━━━━━ AVAILABLE DATA ━━━━━

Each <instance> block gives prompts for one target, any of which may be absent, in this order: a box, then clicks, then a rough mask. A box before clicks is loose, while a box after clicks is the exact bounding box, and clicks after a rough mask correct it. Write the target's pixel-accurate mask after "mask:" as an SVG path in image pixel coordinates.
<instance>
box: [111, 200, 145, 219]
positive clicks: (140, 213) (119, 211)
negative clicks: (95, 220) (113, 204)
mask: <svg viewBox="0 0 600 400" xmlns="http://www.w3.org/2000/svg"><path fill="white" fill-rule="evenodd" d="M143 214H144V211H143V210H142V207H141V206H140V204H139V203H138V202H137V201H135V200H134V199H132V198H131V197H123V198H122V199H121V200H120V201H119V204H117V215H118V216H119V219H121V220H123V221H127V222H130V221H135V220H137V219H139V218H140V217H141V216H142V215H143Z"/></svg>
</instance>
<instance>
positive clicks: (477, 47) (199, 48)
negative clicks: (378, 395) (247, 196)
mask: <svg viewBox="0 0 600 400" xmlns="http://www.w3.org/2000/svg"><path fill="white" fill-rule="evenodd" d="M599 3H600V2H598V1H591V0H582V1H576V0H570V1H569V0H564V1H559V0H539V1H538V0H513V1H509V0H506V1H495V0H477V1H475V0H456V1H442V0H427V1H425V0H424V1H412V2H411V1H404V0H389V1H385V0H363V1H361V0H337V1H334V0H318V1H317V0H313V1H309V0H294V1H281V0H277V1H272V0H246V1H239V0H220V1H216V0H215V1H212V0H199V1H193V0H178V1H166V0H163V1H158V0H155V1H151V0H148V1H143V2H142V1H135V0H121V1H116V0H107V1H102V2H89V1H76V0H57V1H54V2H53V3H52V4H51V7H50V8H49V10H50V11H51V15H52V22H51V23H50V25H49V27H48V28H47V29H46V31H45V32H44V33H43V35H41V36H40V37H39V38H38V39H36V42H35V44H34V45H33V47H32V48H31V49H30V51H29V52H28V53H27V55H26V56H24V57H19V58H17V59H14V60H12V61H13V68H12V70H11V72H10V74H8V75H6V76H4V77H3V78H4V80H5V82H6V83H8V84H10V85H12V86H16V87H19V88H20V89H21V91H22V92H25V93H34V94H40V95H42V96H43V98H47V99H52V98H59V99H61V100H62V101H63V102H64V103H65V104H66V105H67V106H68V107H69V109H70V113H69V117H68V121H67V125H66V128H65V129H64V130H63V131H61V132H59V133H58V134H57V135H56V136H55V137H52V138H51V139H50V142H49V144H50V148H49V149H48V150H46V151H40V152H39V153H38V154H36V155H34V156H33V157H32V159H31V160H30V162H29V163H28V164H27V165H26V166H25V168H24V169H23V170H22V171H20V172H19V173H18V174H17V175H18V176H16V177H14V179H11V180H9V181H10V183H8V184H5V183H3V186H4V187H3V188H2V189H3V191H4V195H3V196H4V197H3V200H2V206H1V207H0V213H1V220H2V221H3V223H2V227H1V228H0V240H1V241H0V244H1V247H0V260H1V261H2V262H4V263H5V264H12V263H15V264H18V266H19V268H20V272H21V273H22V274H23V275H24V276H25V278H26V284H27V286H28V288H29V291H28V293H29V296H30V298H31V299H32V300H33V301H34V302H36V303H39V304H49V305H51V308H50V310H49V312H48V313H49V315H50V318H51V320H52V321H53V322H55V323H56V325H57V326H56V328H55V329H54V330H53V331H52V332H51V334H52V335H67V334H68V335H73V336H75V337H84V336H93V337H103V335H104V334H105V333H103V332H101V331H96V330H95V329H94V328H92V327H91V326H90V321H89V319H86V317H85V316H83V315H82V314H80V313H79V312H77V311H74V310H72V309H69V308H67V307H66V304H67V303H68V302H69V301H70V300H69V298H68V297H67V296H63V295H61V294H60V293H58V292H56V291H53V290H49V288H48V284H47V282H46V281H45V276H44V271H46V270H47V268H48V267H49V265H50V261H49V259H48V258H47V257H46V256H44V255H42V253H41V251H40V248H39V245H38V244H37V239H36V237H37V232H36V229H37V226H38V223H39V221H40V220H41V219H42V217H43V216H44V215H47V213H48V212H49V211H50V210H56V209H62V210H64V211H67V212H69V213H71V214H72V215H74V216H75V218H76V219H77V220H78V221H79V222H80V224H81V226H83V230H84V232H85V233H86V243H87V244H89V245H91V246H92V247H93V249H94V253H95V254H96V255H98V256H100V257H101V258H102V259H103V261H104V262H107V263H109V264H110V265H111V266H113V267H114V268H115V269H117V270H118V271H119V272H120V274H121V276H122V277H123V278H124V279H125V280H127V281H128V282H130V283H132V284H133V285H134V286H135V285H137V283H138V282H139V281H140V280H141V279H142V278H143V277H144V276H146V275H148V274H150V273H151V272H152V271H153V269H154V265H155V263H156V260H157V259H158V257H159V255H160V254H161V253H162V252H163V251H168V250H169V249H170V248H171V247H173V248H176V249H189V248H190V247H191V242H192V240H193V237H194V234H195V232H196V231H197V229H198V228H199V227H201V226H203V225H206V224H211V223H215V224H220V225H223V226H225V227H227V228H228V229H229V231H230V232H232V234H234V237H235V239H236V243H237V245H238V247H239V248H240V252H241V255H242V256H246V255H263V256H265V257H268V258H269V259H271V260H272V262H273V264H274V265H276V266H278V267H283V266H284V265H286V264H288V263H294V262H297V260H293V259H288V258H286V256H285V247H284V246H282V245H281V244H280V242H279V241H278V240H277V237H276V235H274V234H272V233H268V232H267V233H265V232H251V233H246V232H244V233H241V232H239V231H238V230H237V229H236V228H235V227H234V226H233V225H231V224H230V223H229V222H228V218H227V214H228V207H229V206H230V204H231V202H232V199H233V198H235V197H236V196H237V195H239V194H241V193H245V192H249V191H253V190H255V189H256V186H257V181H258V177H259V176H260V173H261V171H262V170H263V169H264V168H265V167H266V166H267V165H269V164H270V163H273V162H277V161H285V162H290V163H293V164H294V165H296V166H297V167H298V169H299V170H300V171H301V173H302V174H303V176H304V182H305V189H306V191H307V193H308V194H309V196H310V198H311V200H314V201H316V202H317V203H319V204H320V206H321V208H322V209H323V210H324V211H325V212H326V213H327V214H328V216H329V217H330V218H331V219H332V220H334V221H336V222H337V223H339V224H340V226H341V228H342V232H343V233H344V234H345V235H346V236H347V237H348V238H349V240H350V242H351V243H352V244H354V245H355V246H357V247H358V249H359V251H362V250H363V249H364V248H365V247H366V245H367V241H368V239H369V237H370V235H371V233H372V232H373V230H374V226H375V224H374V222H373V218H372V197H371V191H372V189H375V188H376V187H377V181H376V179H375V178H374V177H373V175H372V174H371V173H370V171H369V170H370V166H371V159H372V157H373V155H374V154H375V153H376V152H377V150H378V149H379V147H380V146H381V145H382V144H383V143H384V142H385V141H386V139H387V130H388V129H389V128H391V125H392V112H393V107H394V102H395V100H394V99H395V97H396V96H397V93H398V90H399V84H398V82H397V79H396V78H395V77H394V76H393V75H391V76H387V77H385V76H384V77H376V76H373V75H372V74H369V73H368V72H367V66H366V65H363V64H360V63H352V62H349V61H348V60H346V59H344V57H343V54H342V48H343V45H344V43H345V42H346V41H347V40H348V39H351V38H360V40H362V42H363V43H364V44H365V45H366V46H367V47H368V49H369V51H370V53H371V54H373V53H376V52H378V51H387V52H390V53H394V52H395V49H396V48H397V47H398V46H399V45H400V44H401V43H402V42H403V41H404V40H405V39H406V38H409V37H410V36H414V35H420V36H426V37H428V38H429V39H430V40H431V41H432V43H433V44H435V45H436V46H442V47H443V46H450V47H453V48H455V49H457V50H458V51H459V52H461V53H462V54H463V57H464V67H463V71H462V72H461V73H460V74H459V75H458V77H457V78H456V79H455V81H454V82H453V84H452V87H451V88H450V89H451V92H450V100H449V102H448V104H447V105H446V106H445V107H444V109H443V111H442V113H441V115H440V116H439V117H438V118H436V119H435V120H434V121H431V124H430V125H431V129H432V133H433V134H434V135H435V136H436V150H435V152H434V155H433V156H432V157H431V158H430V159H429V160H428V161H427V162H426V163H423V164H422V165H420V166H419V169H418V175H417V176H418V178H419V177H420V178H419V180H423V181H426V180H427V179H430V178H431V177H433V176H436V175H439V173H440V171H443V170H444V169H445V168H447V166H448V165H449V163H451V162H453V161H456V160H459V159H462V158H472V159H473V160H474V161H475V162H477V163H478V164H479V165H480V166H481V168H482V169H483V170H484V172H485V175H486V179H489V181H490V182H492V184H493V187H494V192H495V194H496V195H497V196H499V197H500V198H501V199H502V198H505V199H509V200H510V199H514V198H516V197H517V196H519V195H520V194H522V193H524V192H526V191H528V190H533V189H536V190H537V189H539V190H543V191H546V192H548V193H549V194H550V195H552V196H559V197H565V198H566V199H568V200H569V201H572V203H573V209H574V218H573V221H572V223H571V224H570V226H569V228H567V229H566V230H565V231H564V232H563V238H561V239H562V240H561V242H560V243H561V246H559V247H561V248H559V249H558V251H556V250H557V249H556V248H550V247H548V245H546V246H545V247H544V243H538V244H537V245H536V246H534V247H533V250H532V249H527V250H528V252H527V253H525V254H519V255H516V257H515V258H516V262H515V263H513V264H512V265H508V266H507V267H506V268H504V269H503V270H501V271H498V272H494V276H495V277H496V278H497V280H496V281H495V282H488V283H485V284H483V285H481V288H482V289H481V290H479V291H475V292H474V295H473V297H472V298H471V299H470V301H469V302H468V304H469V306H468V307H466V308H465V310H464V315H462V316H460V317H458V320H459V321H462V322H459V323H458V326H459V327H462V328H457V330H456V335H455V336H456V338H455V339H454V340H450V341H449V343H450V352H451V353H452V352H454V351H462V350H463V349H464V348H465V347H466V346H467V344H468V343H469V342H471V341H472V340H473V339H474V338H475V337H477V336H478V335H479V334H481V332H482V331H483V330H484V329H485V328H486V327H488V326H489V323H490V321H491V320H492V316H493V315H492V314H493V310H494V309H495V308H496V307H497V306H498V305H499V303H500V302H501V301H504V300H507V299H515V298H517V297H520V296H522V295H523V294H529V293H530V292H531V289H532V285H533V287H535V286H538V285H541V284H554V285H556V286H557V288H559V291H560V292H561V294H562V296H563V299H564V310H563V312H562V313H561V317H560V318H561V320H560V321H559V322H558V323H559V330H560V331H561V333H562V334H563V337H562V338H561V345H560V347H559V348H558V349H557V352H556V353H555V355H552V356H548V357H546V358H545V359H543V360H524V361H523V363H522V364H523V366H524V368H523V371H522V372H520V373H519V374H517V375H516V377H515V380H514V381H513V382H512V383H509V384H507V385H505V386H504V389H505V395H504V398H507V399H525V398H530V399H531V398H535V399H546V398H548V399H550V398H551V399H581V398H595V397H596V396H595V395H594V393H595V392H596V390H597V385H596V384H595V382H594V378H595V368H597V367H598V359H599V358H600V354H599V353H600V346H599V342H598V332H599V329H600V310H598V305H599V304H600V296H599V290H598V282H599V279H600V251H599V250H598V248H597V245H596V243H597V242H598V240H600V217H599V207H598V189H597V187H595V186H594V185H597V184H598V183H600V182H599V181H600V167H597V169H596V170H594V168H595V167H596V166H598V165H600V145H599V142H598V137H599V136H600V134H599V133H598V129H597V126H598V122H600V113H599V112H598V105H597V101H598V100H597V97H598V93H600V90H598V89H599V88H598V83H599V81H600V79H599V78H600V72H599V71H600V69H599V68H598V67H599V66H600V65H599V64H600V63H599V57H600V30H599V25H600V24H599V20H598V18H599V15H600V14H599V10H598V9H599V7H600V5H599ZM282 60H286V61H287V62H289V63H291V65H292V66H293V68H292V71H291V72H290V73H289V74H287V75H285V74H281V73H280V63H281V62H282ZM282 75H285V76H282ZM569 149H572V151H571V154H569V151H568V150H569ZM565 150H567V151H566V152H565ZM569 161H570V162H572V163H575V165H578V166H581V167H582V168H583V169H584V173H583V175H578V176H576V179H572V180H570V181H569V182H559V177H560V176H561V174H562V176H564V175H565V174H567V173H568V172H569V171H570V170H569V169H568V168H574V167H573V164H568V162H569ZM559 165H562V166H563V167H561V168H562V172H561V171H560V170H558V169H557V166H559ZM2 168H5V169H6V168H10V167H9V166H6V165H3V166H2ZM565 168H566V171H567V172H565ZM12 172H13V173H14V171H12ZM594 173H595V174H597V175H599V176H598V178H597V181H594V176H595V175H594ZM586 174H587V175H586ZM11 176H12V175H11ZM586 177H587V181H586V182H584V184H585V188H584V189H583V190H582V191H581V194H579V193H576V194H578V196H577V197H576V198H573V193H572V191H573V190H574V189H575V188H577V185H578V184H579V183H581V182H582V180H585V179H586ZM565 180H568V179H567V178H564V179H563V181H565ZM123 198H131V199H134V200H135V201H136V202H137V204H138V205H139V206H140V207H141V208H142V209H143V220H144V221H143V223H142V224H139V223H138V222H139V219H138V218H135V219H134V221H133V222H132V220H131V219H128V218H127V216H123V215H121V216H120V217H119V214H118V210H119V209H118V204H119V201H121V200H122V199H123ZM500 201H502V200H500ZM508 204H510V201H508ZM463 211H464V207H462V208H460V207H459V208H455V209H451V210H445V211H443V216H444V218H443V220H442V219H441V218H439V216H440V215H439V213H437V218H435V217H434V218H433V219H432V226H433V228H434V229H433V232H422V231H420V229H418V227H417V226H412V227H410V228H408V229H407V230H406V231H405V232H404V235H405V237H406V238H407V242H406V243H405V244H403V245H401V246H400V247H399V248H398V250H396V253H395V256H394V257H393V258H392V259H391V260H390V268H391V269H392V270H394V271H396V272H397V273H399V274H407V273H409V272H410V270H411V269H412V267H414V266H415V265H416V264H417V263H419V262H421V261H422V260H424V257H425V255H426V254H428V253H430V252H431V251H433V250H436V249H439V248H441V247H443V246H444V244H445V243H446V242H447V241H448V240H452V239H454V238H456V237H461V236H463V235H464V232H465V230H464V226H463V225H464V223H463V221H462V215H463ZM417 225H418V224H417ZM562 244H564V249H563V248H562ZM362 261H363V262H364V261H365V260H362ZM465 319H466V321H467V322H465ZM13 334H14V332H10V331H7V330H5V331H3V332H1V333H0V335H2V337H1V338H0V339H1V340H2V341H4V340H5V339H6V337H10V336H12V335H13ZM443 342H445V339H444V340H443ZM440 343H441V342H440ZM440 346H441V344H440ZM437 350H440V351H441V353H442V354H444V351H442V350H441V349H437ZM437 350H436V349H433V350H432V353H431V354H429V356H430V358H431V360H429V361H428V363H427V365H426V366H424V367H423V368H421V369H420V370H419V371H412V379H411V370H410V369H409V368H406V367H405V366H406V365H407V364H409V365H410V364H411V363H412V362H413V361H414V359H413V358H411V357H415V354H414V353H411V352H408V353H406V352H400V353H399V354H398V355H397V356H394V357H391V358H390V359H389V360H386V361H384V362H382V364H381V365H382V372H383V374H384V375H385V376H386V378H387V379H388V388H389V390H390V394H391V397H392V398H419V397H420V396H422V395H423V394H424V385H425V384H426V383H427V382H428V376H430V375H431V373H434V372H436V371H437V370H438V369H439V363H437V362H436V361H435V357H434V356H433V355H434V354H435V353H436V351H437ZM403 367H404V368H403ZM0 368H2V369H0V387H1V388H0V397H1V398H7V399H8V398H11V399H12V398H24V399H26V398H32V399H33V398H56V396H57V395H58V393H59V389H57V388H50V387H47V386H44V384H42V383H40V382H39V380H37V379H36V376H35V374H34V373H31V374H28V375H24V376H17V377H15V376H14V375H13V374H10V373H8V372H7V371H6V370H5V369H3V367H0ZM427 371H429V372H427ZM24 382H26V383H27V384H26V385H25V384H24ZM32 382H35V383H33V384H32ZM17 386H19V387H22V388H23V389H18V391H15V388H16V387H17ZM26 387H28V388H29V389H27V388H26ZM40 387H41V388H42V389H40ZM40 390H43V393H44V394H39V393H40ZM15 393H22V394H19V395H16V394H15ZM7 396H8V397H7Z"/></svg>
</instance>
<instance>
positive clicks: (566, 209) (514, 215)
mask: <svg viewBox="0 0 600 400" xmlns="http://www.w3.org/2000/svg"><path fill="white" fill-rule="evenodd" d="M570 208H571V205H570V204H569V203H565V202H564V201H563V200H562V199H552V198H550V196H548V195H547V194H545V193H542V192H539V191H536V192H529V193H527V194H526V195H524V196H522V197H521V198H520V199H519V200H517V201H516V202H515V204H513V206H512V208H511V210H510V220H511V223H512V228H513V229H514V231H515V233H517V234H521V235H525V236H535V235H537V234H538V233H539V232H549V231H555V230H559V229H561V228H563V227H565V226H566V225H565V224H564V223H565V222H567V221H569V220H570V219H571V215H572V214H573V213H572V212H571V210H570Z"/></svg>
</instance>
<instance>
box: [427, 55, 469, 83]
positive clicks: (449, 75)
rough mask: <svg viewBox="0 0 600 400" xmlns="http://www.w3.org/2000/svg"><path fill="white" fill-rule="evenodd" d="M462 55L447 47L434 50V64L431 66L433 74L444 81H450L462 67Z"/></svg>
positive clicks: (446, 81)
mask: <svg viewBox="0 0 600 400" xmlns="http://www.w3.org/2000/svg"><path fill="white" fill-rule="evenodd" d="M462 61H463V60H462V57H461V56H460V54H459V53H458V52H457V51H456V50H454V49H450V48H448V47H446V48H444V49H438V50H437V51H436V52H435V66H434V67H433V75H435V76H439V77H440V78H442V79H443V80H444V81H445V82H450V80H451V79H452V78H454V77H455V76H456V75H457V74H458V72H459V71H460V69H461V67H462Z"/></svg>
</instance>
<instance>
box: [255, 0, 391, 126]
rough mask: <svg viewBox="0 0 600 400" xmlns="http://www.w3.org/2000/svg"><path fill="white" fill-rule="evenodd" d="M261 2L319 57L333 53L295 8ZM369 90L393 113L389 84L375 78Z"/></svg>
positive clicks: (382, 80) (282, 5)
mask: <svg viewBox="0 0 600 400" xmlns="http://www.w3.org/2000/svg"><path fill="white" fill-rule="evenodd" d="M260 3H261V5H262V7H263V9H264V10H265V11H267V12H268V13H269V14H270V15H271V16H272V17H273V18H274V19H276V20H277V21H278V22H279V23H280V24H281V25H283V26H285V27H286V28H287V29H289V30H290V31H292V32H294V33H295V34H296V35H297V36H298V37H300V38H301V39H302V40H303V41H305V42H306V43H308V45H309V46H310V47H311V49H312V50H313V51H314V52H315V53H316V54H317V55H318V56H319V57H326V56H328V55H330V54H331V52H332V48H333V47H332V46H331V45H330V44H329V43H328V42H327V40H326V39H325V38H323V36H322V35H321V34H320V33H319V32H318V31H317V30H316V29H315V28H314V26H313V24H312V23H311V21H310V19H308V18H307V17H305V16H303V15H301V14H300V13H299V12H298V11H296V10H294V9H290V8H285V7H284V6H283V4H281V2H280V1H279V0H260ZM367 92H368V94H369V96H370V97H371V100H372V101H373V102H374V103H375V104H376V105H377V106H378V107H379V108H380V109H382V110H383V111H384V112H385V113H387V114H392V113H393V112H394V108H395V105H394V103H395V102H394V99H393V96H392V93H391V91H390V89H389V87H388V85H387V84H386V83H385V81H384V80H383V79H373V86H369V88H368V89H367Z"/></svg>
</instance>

━━━━━

TRY IT: The expected answer is an exact copy of the lines above, beginning at the line with "box: [427, 55, 469, 83]" and ending at the line with "2L319 57L333 53L295", with both ends in.

EXERCISE RESULT:
box: [427, 55, 469, 83]
positive clicks: (449, 75)
rough mask: <svg viewBox="0 0 600 400" xmlns="http://www.w3.org/2000/svg"><path fill="white" fill-rule="evenodd" d="M462 55L447 47L434 50V64L431 66L433 74L444 81H450L462 67Z"/></svg>
positive clicks: (446, 81)
mask: <svg viewBox="0 0 600 400" xmlns="http://www.w3.org/2000/svg"><path fill="white" fill-rule="evenodd" d="M462 61H463V60H462V57H461V56H460V54H459V53H458V52H457V51H456V50H454V49H450V48H448V47H446V48H444V49H438V50H437V51H436V52H435V66H434V67H433V75H435V76H439V77H440V78H442V79H443V80H444V81H445V82H450V80H451V79H452V78H454V77H455V76H456V75H457V74H458V72H459V71H460V69H461V67H462Z"/></svg>
</instance>
<instance>
box: [255, 0, 391, 126]
rough mask: <svg viewBox="0 0 600 400" xmlns="http://www.w3.org/2000/svg"><path fill="white" fill-rule="evenodd" d="M261 2L319 57L333 53L295 8ZM369 90L393 113L389 84L375 78Z"/></svg>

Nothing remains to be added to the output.